JOB 1 |
Repeat the passage of the Hubble Telescope essay from "May 3, 2015" to "God more fully?".
JOB 2 |
According to the Hubble Telescope essay, for how many years have images of the universe been received from the telescope?

EXTRACTED TEXT |
____________________
May 3, 2015 0
Let us toss a pinch of cosmic pixie dust this week to the Hubble Telescope, the latest toy – a term I use with deep, proper, appropriate reverence – that allows us to view the universe more clearly. To appreciate creation better. To renew our sense of awe. To understand God more fully?
Not really, no. The stunning images of the universe we have received for 25 years allow us to see God’s handiwork in ways that scientists throughout history could never dream, and dreamers could never explain. At best – which is very good – the images we are graced to receive from Hubble’s penetrating gaze remind us of a God who is all-powerful, bigger than our biggest thoughts, and audacious to a degree we cannot comprehend. But… we don’t automatically understand Him better. I “understand” Him less, not that there’s anything wrong with that.
In sixth grade, the father of my friend Eric Wells took a group of neighborhood kids to New York’s City’s Hayden Planetarium for Eric’s birthday. We beheld, there, that era’s best representation of the infinite heavens, the projection of an enhanced night sky on the planetarium’s interior dome. Under thousands and thousands of virtual stars and planets, I leaned over to Mr Wells and said, “It makes one feel rather insignificant, doesn’t it?” I later heard that the remark impressed him, but I was either swiping a Peanuts gag, or simulating one. (I was destined for a life in comics. More than a life in astrophysics. Believe me.)
These images do, however, make us feel insignificant. Even if we are on the “inside track,” knowing God, satisfied with the mystery of creation and God’s ways – that is, not having to know every detail of matters that are wholly God’s domain – and grateful to be part of His plan. Even then, as King’s kids and co-heirs with Christ, we are still awestruck by the majesty and mystery of Creation.
____________________
ENTRIES SUPPLIED |
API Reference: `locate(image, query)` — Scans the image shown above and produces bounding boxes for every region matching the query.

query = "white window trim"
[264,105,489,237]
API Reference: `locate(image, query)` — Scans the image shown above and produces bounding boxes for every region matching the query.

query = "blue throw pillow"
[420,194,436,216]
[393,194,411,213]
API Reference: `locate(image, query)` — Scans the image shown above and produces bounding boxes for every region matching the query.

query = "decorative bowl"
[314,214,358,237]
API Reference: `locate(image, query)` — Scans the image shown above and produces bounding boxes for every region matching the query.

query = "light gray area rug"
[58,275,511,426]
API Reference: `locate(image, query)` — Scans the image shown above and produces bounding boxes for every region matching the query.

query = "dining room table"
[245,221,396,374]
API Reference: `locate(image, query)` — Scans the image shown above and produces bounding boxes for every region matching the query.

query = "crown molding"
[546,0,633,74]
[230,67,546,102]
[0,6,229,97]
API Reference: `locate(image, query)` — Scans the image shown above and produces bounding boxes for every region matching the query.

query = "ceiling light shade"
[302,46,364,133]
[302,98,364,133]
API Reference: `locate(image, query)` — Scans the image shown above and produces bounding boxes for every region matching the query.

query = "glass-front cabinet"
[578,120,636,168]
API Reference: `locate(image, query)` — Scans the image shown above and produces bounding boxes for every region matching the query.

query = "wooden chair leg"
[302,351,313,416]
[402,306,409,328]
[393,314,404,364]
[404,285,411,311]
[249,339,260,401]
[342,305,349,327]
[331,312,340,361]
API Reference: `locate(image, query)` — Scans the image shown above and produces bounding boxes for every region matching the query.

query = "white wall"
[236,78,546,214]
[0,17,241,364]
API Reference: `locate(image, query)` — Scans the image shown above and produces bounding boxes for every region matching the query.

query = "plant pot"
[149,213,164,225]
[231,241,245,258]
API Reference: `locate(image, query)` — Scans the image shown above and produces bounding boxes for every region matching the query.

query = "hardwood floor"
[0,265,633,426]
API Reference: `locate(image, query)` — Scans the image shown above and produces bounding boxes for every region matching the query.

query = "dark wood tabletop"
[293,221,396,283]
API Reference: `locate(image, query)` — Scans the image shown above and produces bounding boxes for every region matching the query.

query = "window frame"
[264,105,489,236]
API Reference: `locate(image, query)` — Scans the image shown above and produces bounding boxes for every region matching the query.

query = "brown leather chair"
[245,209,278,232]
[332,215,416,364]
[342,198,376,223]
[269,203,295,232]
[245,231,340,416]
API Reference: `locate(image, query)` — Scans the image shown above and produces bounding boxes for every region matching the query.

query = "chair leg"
____________________
EXERCISE RESULT 1 |
May 3, 2015 0
Let us toss a pinch of cosmic pixie dust this week to the Hubble Telescope, the latest toy – a term I use with deep, proper, appropriate reverence – that allows us to view the universe more clearly. To appreciate creation better. To renew our sense of awe. To understand God more fully?

EXERCISE RESULT 2 |
25 years.